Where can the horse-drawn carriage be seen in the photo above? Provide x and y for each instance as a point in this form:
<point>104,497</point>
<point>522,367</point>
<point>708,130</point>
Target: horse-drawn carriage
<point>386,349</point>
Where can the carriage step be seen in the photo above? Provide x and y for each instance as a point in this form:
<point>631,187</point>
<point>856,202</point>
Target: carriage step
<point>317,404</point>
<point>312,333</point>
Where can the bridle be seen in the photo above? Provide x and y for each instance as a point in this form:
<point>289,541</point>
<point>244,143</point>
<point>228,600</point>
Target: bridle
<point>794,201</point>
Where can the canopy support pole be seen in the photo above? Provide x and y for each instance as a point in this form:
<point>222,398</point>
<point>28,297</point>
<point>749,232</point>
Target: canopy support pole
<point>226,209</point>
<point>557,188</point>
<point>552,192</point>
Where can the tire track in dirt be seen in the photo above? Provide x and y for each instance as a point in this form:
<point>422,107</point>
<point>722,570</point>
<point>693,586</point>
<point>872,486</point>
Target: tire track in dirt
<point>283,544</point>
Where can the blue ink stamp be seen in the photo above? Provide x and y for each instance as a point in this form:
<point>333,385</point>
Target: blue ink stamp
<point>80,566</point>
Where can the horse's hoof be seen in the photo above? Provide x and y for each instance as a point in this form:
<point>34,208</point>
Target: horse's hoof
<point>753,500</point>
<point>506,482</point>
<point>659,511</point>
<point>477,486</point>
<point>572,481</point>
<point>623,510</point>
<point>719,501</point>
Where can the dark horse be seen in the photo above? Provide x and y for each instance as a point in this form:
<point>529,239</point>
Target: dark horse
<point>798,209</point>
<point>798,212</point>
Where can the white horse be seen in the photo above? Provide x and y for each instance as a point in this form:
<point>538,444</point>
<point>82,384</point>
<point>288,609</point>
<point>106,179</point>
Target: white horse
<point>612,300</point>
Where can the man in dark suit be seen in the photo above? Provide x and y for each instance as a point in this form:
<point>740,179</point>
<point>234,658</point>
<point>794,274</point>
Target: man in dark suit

....

**REQUIRED TASK**
Quote exactly and only the lines from the one holding "Where can the carriage" through the end of the data.

**EXPECTED ANSWER**
Where can the carriage step be seen in the photo above? Provide x and y for each instance as a point in this form:
<point>631,187</point>
<point>856,202</point>
Target: carriage step
<point>317,404</point>
<point>312,333</point>
Where can the bridle be seen in the photo above? Provide x and y for each instance as a point in this form:
<point>289,541</point>
<point>244,143</point>
<point>228,600</point>
Target: bridle
<point>794,201</point>
Where can the canopy support pole be seen in the photo above? Provide x and y for each instance as a point in this form:
<point>222,398</point>
<point>28,297</point>
<point>749,232</point>
Target: canopy support pole
<point>226,209</point>
<point>557,188</point>
<point>552,192</point>
Where can the tire track in dirt be seen in the photo above? Provide x and y for each instance as a point in this form:
<point>422,107</point>
<point>722,570</point>
<point>693,586</point>
<point>872,486</point>
Target: tire track in dirt
<point>283,544</point>
Where can the blue ink stamp be seen in the photo above? Provide x and y for each instance as a point in this form:
<point>333,385</point>
Target: blue ink stamp
<point>80,566</point>
Where can the horse's hoof be seen in the photo above? Provide x and y for each instance as a point in this form:
<point>34,208</point>
Target: horse's hoof
<point>753,500</point>
<point>506,482</point>
<point>659,511</point>
<point>477,486</point>
<point>572,481</point>
<point>623,510</point>
<point>719,501</point>
Where can the dark horse be seen in the photo above? Provide x and y for each instance as a point in this form:
<point>529,239</point>
Target: dark horse
<point>798,209</point>
<point>798,212</point>
Where can the white horse be seen in the photo above? Provide x and y for each instance as a point in this form:
<point>538,444</point>
<point>82,384</point>
<point>288,609</point>
<point>106,179</point>
Target: white horse
<point>612,300</point>
Where can the man in dark suit be seen in the photo above? Provide x and y for each instance as a point in this form:
<point>740,179</point>
<point>234,658</point>
<point>794,274</point>
Target: man in dark suit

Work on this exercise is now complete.